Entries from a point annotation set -
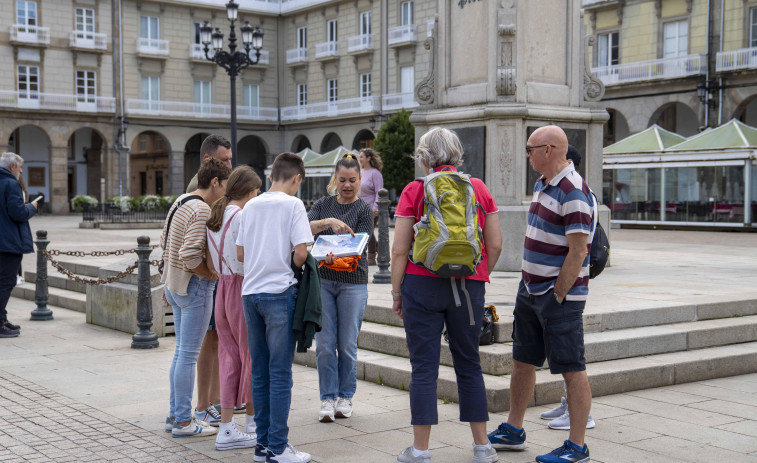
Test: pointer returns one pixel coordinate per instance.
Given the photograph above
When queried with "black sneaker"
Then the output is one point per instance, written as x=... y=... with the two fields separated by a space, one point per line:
x=6 y=332
x=12 y=326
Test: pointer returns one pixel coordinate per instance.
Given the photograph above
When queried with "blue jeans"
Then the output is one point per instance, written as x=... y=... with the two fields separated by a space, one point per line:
x=336 y=343
x=271 y=339
x=191 y=314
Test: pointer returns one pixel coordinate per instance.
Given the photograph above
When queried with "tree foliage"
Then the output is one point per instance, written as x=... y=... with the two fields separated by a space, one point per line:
x=396 y=142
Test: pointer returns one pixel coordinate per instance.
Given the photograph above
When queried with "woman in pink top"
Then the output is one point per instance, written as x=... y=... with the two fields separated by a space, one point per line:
x=234 y=362
x=371 y=183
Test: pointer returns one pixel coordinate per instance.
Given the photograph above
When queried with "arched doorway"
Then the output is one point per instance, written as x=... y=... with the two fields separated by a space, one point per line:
x=252 y=151
x=33 y=144
x=85 y=149
x=148 y=164
x=615 y=129
x=677 y=118
x=192 y=157
x=300 y=143
x=330 y=141
x=363 y=139
x=747 y=111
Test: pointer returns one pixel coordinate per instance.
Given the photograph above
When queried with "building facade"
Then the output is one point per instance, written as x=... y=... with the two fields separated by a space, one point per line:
x=114 y=97
x=684 y=65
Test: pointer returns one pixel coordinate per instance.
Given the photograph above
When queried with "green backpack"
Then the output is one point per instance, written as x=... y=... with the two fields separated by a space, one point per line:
x=448 y=237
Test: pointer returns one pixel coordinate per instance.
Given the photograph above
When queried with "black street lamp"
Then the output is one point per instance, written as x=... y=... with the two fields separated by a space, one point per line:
x=233 y=61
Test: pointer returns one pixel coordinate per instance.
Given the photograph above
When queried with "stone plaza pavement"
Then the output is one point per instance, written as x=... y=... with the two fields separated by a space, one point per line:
x=76 y=392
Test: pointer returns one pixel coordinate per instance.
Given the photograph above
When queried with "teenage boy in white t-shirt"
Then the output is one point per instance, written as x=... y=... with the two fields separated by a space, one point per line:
x=272 y=225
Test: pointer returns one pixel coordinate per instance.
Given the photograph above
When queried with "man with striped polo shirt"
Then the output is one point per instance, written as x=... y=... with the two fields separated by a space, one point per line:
x=548 y=310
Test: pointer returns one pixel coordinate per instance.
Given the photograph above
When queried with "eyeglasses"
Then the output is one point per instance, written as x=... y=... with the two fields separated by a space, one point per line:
x=531 y=148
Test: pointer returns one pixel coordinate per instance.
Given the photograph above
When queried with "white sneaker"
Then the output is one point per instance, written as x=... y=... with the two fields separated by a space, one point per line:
x=563 y=422
x=230 y=437
x=326 y=415
x=194 y=428
x=343 y=408
x=289 y=455
x=557 y=411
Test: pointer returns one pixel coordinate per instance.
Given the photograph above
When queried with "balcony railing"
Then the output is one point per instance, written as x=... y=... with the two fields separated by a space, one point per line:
x=331 y=109
x=745 y=58
x=152 y=46
x=326 y=50
x=402 y=35
x=359 y=43
x=669 y=68
x=22 y=33
x=52 y=101
x=297 y=55
x=183 y=109
x=88 y=40
x=396 y=101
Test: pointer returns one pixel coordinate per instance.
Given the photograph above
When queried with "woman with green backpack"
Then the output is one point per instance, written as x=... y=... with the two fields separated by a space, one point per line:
x=446 y=241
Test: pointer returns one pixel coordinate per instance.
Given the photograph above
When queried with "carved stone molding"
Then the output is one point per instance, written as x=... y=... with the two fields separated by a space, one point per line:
x=594 y=89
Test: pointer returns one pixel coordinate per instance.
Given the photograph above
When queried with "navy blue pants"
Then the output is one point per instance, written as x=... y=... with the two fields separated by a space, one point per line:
x=9 y=265
x=428 y=304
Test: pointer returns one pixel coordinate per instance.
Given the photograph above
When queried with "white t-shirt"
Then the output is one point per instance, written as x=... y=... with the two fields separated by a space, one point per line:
x=229 y=244
x=272 y=224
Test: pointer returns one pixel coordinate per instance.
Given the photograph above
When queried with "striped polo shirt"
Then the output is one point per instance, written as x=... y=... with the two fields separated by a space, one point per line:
x=558 y=208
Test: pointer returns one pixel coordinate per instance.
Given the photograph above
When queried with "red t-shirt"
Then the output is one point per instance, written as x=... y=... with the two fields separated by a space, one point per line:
x=411 y=205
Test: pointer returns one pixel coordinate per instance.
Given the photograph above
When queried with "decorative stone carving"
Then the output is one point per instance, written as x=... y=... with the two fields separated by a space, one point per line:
x=594 y=89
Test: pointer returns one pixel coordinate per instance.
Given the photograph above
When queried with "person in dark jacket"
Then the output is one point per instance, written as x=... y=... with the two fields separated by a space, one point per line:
x=16 y=234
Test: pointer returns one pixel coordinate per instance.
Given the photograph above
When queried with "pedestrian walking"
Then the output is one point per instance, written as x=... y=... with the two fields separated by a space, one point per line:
x=189 y=290
x=17 y=236
x=427 y=301
x=233 y=350
x=344 y=294
x=370 y=183
x=273 y=236
x=549 y=306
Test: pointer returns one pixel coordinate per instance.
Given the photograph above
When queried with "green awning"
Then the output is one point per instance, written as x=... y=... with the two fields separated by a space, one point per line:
x=652 y=140
x=733 y=134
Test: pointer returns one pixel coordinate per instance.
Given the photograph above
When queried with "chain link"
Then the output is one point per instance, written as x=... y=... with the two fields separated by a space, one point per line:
x=99 y=281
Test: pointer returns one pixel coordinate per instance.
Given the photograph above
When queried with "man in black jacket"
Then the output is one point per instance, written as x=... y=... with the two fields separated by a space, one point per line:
x=16 y=234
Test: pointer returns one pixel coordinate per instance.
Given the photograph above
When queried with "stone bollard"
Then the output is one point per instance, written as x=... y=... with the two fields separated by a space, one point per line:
x=383 y=275
x=42 y=312
x=145 y=339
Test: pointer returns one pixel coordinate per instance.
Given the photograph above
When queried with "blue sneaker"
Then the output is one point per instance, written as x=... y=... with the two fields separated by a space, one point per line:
x=569 y=452
x=508 y=437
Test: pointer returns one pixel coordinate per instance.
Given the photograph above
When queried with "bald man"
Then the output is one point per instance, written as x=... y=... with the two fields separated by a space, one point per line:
x=551 y=296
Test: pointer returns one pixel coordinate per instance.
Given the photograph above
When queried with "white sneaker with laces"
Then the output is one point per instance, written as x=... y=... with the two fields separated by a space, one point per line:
x=230 y=437
x=563 y=422
x=557 y=411
x=289 y=455
x=326 y=415
x=343 y=408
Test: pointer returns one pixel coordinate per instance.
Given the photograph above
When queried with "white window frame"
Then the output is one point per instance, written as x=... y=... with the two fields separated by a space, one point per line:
x=86 y=86
x=302 y=94
x=29 y=9
x=607 y=43
x=406 y=14
x=302 y=37
x=29 y=80
x=331 y=30
x=365 y=23
x=145 y=27
x=332 y=90
x=675 y=36
x=365 y=85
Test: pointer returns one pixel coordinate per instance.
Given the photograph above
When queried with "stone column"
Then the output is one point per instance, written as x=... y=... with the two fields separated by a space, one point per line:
x=59 y=180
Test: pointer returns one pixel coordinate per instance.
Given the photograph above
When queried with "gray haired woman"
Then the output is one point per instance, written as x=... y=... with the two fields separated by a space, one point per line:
x=426 y=302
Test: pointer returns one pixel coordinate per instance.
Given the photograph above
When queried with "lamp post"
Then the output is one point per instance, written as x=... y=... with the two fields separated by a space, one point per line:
x=233 y=61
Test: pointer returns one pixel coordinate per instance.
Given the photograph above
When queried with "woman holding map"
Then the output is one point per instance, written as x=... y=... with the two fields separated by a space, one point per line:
x=343 y=293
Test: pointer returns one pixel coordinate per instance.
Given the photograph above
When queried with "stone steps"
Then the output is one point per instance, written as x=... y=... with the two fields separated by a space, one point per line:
x=606 y=377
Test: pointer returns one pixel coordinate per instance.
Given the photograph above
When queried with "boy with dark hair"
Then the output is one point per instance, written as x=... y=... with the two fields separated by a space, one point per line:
x=272 y=226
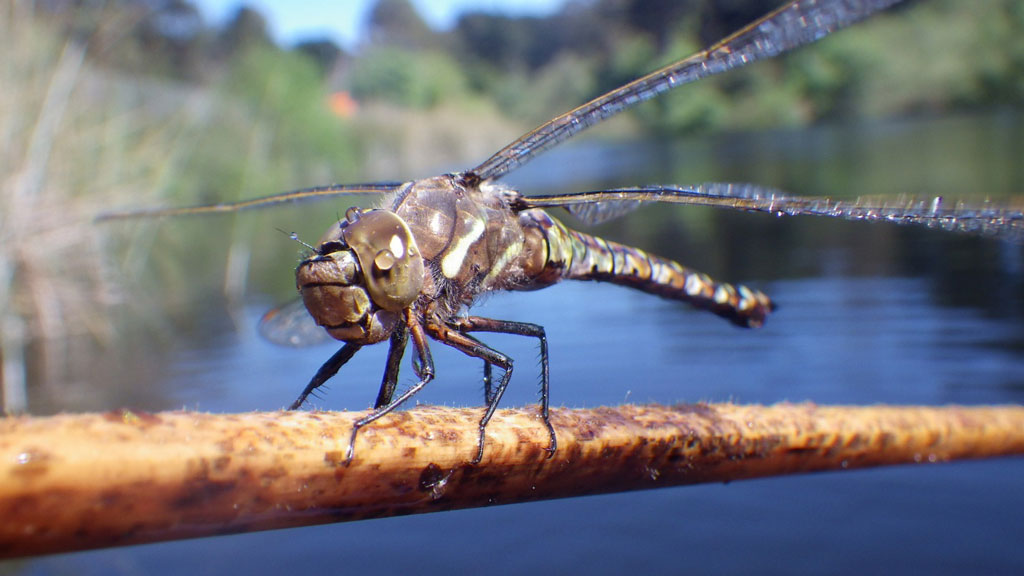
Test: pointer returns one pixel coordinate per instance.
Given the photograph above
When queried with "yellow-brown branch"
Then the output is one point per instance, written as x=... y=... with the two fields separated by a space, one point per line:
x=76 y=482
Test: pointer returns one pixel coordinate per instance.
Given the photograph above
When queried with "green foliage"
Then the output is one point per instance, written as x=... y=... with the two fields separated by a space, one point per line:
x=413 y=79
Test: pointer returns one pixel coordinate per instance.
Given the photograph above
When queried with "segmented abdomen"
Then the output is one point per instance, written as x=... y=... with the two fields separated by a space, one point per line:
x=576 y=255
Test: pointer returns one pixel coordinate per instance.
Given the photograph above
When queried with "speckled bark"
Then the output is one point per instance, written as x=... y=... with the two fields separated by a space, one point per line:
x=76 y=482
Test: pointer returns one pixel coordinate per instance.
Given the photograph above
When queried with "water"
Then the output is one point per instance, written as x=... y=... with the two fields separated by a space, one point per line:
x=868 y=314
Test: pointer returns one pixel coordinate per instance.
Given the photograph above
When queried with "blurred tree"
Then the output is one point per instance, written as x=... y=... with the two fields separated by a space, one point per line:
x=245 y=31
x=324 y=52
x=395 y=23
x=659 y=17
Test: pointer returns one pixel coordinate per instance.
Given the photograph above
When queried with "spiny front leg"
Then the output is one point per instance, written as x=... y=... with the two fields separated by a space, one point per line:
x=424 y=368
x=398 y=340
x=454 y=336
x=478 y=324
x=329 y=369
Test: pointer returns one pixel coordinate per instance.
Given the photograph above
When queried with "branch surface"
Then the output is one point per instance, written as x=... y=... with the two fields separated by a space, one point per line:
x=88 y=481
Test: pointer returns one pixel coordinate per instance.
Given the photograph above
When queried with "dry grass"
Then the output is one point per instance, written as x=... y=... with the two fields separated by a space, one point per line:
x=73 y=140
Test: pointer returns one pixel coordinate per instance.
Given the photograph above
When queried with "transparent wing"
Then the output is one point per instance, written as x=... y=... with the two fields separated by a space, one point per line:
x=304 y=195
x=1004 y=220
x=291 y=325
x=792 y=26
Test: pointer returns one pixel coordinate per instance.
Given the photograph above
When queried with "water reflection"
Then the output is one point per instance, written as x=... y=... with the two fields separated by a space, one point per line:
x=868 y=314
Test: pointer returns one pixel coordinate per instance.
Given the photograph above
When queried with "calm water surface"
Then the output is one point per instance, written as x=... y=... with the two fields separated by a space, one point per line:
x=868 y=314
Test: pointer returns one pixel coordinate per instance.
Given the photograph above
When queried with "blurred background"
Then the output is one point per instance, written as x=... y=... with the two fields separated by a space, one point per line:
x=132 y=104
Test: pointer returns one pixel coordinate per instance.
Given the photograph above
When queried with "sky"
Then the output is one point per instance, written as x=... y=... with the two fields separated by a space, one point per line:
x=342 y=21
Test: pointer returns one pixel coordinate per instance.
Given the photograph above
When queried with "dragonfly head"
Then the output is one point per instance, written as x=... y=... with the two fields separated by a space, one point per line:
x=366 y=271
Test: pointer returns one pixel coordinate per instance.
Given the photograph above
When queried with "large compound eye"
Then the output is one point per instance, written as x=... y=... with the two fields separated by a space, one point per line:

YOUR INSTRUCTIONS -
Locate every line in the rows above that contains the string "lamp", and copy each of those lines in full.

TASK SOLUTION -
When queried with "black street lamp"
When queried with "lamp post"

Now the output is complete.